AIM OF THE EXERCISE: Each line from the one that contains "Locate the ear" to the end of the material must be quoted exactly; include both end lines and nothing else.

━━━ INPUT RECORDS ━━━

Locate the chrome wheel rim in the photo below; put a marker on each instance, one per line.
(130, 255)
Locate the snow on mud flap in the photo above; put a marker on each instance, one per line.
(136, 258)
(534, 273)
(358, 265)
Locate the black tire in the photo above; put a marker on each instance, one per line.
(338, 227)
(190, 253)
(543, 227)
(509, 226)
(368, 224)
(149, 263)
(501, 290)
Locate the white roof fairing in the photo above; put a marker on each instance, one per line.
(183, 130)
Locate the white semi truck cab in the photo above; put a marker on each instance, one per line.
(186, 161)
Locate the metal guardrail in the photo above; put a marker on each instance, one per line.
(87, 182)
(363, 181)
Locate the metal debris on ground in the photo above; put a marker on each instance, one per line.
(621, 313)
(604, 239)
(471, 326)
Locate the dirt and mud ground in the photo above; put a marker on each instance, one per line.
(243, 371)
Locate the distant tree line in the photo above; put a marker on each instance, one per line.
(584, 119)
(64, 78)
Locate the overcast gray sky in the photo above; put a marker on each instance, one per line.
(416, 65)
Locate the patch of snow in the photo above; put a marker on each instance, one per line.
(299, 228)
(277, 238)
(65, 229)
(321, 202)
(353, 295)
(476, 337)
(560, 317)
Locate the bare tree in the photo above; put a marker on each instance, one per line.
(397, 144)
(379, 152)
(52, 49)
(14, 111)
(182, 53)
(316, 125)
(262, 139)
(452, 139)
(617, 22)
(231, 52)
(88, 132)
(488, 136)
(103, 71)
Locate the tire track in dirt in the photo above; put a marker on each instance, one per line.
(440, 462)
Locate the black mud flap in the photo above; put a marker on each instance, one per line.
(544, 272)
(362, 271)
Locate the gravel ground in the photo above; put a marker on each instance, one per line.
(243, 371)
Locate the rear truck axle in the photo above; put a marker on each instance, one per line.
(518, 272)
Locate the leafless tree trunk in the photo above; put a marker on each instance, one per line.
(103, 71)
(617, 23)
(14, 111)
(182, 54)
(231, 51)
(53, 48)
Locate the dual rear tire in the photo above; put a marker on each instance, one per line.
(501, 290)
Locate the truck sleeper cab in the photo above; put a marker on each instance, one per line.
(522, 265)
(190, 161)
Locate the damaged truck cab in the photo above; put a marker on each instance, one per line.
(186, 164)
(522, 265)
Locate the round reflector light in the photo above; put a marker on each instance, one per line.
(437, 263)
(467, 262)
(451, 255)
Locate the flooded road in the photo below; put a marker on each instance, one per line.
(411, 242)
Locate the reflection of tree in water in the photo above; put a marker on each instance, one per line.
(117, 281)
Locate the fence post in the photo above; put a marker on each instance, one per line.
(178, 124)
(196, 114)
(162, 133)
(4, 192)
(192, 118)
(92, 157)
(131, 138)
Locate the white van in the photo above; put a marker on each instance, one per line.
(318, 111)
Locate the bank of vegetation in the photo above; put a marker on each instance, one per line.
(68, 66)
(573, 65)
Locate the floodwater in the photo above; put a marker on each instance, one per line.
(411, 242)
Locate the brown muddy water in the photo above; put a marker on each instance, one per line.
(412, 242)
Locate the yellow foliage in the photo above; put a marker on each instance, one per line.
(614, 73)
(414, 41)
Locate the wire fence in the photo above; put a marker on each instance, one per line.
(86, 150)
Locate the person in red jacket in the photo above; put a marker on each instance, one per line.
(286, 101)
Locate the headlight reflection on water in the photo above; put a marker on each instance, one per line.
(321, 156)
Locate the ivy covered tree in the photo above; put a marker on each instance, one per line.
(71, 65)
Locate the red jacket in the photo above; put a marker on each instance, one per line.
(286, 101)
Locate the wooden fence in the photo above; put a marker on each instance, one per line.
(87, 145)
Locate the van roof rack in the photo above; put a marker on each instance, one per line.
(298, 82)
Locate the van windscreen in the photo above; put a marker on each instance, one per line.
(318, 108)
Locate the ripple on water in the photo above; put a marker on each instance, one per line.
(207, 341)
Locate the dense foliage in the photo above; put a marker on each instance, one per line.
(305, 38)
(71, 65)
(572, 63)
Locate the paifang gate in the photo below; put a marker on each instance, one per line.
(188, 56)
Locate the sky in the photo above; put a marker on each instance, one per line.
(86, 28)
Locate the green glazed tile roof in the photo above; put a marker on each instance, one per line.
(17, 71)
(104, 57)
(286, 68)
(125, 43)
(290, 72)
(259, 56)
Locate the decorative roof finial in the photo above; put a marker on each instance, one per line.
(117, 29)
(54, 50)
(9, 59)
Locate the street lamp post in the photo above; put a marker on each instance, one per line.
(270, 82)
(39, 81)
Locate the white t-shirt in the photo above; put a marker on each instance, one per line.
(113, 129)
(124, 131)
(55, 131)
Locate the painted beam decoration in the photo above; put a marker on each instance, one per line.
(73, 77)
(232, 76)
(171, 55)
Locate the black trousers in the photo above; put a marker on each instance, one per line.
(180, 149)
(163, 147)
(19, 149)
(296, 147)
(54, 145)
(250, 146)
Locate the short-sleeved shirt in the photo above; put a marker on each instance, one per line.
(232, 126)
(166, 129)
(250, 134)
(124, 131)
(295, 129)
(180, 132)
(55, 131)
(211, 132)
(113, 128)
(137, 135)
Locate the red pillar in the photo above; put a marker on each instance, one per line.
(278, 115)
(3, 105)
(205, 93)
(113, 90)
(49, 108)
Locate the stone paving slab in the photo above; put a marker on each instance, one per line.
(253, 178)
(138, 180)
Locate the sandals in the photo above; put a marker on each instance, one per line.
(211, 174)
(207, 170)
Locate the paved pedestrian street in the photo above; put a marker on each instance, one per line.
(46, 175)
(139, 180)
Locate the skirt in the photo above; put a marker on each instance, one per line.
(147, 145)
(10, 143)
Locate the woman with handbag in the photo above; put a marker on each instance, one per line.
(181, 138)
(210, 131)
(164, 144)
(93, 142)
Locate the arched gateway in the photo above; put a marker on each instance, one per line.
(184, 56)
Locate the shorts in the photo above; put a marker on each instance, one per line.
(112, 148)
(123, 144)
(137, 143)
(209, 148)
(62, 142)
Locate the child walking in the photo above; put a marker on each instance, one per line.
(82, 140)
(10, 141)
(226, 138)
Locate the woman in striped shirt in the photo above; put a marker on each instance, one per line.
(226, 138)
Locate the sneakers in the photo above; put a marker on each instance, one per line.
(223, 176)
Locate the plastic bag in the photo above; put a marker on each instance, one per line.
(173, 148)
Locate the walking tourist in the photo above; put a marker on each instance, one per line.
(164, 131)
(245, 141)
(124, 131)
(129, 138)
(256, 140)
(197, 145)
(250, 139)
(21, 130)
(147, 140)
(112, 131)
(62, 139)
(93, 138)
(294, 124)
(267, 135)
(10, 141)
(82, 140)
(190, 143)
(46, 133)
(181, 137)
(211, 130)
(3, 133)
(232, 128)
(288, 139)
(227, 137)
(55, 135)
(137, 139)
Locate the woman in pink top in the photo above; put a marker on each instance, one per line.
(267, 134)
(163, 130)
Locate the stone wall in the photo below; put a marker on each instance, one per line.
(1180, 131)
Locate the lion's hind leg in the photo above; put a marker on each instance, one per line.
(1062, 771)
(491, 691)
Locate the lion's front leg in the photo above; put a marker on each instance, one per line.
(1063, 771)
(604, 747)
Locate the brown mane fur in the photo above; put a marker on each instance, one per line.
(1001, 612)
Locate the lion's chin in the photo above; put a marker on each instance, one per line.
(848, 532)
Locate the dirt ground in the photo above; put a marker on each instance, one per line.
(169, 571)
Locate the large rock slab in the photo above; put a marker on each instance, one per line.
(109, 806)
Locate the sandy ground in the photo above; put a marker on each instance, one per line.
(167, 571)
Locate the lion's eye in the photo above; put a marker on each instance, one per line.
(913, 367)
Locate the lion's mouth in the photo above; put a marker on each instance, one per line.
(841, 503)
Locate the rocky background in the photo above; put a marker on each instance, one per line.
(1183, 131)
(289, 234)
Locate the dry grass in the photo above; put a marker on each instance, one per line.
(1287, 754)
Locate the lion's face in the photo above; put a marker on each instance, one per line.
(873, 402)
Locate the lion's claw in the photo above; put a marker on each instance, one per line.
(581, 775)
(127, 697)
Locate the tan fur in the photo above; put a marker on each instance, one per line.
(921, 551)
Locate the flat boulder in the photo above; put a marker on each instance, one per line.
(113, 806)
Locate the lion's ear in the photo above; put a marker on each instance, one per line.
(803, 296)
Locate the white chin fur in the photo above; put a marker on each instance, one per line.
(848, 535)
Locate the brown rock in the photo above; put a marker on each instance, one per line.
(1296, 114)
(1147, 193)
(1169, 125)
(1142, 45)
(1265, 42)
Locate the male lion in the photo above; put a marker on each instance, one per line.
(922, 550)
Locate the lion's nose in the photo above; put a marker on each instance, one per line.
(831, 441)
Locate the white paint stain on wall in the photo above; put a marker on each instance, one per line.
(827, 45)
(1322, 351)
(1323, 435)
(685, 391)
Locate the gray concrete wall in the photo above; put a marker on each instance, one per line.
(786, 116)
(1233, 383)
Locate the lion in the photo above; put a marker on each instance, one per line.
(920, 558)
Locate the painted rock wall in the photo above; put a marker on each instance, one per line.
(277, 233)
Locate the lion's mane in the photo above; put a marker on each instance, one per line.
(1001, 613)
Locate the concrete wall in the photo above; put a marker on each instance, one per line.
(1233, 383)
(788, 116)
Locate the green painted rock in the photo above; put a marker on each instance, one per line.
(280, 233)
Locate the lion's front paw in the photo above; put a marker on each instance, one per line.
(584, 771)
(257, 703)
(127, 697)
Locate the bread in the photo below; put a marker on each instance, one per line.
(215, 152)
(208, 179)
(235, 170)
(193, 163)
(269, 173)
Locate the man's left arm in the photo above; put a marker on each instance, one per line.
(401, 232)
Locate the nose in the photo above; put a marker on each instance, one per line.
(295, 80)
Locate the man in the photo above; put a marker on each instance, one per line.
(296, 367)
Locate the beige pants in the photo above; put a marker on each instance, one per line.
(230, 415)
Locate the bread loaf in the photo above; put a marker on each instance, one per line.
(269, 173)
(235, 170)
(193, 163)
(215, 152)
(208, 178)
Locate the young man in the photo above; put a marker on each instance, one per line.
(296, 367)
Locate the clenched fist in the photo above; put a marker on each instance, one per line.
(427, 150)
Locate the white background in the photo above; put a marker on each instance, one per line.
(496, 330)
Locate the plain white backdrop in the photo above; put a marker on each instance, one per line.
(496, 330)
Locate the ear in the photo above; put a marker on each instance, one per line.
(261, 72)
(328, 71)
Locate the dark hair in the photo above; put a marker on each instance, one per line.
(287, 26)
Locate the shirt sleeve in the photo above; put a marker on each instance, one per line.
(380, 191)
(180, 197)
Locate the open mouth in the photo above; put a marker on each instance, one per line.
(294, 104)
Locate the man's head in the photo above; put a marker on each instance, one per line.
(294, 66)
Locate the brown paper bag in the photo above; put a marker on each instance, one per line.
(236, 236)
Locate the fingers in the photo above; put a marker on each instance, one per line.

━━━

RESULT FOR THIS EXERCISE:
Locate the ear in the photo above; put a marker on each instance, one per line.
(261, 72)
(328, 71)
Locate the dark hair in the photo above; put a marker on each instance, one per line.
(287, 26)
Locate the shirt sleeve in the photo above; put a marker on each instance, one per line.
(380, 191)
(180, 197)
Locate the open mouth in the photo above; put a marker on each instance, one per line.
(294, 104)
Locate the man's head in the photo above; put a marker on each instance, one per line.
(294, 66)
Locate the brown paper bag in the photo above; put a marker on each instance, one per line.
(236, 236)
Locate the fingers in the photo above; put a marker on each instance, one per line.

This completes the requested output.